DATASET CONTENT:
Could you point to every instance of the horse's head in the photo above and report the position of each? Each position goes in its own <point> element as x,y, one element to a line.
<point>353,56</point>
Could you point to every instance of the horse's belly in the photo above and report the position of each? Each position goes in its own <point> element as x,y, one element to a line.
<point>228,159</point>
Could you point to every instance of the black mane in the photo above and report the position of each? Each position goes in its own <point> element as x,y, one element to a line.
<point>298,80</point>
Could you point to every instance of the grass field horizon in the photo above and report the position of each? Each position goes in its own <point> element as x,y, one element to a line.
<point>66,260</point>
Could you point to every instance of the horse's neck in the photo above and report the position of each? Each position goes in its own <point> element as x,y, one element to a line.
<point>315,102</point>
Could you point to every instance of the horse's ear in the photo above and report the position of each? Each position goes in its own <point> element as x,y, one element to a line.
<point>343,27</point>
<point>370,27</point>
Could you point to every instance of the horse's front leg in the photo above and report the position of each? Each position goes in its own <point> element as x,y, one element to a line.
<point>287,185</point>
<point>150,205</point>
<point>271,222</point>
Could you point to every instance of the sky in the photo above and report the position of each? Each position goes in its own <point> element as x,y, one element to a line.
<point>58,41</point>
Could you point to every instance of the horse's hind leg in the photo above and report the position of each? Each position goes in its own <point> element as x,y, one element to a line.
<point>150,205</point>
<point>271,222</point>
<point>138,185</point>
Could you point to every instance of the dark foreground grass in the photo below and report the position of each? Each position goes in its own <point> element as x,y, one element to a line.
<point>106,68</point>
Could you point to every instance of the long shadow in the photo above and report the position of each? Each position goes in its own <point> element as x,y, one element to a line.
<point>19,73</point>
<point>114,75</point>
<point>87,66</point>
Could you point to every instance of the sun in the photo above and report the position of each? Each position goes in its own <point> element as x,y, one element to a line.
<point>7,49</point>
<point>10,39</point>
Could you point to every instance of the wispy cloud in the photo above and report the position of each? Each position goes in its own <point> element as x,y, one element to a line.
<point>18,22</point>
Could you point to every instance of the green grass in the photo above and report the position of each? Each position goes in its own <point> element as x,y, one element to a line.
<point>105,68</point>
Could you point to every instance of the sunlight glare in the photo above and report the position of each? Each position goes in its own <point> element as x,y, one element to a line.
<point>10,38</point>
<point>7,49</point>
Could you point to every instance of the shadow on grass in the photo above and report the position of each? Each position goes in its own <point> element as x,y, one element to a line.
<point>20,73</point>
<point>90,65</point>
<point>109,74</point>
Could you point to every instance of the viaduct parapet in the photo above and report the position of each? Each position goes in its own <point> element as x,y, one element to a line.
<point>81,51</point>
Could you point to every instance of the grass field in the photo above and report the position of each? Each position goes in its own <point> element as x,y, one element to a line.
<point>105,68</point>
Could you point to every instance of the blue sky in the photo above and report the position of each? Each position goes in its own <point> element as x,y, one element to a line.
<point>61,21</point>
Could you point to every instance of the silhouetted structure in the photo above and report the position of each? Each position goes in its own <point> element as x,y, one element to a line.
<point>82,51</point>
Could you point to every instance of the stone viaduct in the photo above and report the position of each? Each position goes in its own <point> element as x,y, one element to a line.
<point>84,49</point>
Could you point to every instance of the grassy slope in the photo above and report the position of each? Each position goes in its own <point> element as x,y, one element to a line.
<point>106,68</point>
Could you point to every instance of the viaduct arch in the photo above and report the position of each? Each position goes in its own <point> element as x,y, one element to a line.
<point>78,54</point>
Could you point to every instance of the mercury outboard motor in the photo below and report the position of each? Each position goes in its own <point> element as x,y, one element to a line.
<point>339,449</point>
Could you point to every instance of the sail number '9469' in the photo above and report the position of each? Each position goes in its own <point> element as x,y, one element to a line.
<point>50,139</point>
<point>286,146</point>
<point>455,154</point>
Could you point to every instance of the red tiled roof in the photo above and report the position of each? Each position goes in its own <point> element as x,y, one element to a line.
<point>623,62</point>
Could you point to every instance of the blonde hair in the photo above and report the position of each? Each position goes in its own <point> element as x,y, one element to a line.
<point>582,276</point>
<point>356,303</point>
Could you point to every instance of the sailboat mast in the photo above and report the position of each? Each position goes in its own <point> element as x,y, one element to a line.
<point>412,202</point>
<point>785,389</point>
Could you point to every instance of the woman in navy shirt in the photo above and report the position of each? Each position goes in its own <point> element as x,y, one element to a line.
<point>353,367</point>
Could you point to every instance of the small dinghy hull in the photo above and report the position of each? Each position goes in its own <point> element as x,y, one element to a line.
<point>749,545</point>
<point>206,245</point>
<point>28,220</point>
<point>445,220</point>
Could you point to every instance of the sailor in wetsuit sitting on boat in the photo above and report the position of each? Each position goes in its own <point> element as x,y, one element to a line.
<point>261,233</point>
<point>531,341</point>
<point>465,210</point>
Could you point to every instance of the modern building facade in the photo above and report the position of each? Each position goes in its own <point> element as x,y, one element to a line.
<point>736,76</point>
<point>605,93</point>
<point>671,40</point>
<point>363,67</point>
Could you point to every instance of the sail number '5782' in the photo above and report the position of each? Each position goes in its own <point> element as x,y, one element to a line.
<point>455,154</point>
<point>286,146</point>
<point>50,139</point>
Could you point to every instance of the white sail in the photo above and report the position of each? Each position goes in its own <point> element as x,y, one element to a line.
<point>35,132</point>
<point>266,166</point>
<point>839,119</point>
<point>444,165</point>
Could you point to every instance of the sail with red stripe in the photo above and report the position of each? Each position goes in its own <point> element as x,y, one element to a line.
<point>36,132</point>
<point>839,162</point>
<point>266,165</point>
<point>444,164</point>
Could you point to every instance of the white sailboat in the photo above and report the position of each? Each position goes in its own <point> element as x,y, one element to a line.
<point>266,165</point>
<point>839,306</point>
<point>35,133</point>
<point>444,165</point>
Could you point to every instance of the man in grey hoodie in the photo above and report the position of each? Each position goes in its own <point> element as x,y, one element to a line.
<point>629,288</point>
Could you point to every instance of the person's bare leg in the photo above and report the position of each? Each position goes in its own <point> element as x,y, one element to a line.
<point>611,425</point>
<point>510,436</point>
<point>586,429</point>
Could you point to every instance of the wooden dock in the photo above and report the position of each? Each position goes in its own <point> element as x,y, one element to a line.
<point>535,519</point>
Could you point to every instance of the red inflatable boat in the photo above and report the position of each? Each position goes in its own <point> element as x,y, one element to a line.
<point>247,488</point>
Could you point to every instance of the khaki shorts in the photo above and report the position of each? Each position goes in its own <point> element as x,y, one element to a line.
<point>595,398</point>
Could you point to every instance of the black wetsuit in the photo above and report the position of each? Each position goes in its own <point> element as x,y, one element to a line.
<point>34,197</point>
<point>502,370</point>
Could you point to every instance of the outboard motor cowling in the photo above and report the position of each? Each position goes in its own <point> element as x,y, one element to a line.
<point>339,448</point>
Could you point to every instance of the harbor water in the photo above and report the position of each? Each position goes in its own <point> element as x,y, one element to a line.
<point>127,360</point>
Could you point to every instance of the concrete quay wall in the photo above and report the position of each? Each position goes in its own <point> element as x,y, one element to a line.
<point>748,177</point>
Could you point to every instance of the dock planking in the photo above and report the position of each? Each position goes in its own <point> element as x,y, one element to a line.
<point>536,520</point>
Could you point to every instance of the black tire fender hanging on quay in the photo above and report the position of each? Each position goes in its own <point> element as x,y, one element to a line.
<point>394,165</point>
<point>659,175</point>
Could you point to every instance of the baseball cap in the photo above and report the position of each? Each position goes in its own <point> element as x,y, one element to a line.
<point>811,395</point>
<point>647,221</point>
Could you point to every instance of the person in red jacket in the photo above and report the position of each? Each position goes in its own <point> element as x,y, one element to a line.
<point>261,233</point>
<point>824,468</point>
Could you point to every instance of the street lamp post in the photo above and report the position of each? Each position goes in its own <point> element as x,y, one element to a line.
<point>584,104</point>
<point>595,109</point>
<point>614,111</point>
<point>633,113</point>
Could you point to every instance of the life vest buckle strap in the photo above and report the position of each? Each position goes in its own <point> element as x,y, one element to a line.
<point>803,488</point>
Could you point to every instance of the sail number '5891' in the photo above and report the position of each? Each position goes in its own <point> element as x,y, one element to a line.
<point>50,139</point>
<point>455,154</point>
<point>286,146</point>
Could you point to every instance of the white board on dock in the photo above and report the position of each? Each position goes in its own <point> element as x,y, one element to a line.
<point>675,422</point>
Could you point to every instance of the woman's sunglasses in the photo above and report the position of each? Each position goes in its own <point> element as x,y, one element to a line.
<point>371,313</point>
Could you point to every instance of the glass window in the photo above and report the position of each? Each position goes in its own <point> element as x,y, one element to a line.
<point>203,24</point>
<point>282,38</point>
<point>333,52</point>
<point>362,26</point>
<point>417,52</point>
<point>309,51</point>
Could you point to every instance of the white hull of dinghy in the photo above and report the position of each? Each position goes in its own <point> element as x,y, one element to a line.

AIM OF THE EXERCISE:
In the material above, find the line with "Could you point to every instance of the glass"; then retype it and every line after it through the last, exactly as written.

ANSWER FOR THIS EXERCISE:
Could you point to every instance of the glass window in the photo above and report the position of each? Each position goes in its own <point> element as x,y, one element to a line.
<point>203,24</point>
<point>282,38</point>
<point>333,52</point>
<point>362,26</point>
<point>417,52</point>
<point>309,51</point>
Could you point to every instance of the white hull of dinghy in the photo above and report the position of each? Each position goes in its own <point> element as x,y, one element to a line.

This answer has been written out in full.